● Extracted entries
>>>

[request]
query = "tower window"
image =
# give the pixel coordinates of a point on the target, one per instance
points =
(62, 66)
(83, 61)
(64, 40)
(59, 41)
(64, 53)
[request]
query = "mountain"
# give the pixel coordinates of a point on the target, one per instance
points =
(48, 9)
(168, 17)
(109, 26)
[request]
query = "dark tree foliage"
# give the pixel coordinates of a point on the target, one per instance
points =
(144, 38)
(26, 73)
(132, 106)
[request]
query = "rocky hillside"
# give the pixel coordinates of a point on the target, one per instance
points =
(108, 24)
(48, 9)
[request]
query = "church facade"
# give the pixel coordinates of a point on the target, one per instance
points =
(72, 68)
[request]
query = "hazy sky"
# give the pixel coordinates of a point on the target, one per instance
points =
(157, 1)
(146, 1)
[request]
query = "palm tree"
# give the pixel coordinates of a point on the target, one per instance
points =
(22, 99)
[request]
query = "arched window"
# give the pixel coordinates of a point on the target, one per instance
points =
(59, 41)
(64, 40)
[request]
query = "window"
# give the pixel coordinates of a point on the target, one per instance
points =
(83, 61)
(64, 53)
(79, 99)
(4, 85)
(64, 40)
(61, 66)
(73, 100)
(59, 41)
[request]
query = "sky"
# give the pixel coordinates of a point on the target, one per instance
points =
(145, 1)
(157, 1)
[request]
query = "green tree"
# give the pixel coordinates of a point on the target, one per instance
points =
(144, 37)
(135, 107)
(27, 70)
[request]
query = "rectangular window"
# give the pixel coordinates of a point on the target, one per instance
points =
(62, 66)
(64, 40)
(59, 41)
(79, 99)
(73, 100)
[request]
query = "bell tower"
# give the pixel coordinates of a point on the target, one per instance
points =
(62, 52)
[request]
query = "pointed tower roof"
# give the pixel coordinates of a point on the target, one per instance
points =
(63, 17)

<<<

● Task description
Recopy all the lines exactly as they appear.

● The answer
[request]
query = "tower window"
image =
# give the pixel coordinates of a point on the target, one per instance
points =
(62, 66)
(83, 61)
(64, 40)
(59, 41)
(64, 53)
[request]
query = "mountain"
# give the pixel coordinates of a point on the target, one per instance
points =
(48, 9)
(168, 17)
(109, 26)
[request]
query = "dark tree foliage"
# give the pixel coordinates of a point on the target, one per instance
points =
(144, 38)
(26, 73)
(132, 106)
[request]
query = "rocky hillside"
# give the pixel coordinates of a point on the target, one per instance
points =
(108, 24)
(48, 9)
[request]
query = "church facade"
# give the pixel coordinates of a point on the target, one per instance
points =
(72, 68)
[request]
query = "hazy sky"
# give the pixel coordinates of a point on the target, one per instance
points =
(157, 1)
(146, 1)
[request]
query = "palm tree"
# give the pixel coordinates of a point on the target, one per instance
points =
(22, 99)
[request]
query = "arched window"
# give the pixel coordinates of a point on the target, one per instance
points =
(59, 41)
(64, 40)
[request]
query = "window"
# give the pixel coordinates of a point on the target, one per instance
points =
(83, 61)
(64, 53)
(79, 99)
(4, 85)
(64, 40)
(61, 66)
(73, 100)
(59, 41)
[request]
query = "sky"
# give the pixel coordinates of a point on the target, one per instance
points =
(145, 1)
(157, 1)
[request]
query = "green tree"
# give the pixel coordinates of a point on the target, one per instance
points =
(144, 37)
(135, 107)
(27, 70)
[request]
query = "rectangular window"
# give the pixel coordinates of a point on the target, one per instance
points =
(62, 66)
(64, 40)
(59, 41)
(79, 99)
(73, 100)
[request]
query = "bell tower"
# give the pixel coordinates of a point on the target, one per instance
points =
(62, 52)
[request]
query = "pointed tower roof"
# give the pixel coordinates of a point on the target, one per instance
points =
(63, 17)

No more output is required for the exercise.